→ **Task to carry out**: How many lines in the material below contain the string "aurora"? Reply with the number alone.

# START OF Records shown

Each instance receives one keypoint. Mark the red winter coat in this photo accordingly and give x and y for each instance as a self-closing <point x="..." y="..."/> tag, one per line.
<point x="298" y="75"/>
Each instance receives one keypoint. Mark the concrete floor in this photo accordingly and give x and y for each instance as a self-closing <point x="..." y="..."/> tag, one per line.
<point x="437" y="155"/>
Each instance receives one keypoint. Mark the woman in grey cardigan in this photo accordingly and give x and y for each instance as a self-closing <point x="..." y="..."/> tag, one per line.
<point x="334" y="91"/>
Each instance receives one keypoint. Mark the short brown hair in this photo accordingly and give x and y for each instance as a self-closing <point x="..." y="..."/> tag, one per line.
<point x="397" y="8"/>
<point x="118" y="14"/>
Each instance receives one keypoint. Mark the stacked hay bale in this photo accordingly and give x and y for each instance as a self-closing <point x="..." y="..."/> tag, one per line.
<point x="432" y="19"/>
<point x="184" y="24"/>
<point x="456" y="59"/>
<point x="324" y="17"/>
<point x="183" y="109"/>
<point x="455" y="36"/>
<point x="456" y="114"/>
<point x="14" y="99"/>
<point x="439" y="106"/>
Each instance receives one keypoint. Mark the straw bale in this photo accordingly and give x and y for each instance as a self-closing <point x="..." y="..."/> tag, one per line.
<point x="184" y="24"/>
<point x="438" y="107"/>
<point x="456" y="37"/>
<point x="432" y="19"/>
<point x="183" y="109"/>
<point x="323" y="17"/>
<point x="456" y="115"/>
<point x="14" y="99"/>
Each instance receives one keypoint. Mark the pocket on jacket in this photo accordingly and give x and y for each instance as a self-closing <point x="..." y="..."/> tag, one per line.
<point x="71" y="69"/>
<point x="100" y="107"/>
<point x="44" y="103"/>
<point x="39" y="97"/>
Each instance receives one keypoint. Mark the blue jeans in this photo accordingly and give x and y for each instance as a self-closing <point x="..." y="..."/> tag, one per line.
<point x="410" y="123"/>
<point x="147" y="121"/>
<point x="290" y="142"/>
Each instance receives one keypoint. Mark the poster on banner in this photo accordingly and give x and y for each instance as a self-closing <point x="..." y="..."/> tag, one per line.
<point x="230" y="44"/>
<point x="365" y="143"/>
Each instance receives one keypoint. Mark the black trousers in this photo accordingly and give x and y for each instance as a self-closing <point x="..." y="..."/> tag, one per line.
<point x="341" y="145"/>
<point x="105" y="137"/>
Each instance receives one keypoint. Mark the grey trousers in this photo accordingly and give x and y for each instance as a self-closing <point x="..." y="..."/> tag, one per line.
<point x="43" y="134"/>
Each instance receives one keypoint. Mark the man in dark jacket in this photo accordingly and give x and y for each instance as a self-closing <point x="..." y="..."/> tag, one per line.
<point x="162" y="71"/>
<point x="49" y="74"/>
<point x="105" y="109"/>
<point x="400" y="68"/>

# END OF Records shown
# START OF Records shown

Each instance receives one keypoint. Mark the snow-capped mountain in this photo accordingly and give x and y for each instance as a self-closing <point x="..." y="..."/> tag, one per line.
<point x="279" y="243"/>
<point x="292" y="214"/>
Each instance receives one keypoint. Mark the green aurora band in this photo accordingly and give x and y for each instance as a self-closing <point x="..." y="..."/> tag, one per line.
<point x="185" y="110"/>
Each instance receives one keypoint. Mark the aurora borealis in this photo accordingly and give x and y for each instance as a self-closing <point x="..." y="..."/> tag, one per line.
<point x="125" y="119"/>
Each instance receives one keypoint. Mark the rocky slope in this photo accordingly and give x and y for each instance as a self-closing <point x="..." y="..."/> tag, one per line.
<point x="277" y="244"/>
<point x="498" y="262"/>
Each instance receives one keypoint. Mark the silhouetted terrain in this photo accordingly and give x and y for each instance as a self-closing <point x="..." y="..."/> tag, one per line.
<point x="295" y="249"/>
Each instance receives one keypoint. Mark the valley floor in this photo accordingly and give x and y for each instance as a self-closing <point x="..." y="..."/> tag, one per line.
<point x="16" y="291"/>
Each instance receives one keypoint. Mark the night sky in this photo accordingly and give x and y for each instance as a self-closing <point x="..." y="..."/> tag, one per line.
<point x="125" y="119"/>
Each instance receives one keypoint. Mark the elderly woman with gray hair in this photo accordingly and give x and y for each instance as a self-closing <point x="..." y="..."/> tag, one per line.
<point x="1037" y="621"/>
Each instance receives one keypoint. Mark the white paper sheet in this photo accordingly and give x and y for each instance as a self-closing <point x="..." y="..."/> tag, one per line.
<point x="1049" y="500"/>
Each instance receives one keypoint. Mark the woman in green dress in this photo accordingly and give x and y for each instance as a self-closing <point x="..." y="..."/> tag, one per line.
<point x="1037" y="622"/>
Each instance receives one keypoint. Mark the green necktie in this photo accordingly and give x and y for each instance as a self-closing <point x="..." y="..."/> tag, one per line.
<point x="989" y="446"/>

# END OF Records shown

→ **Expected output**: 2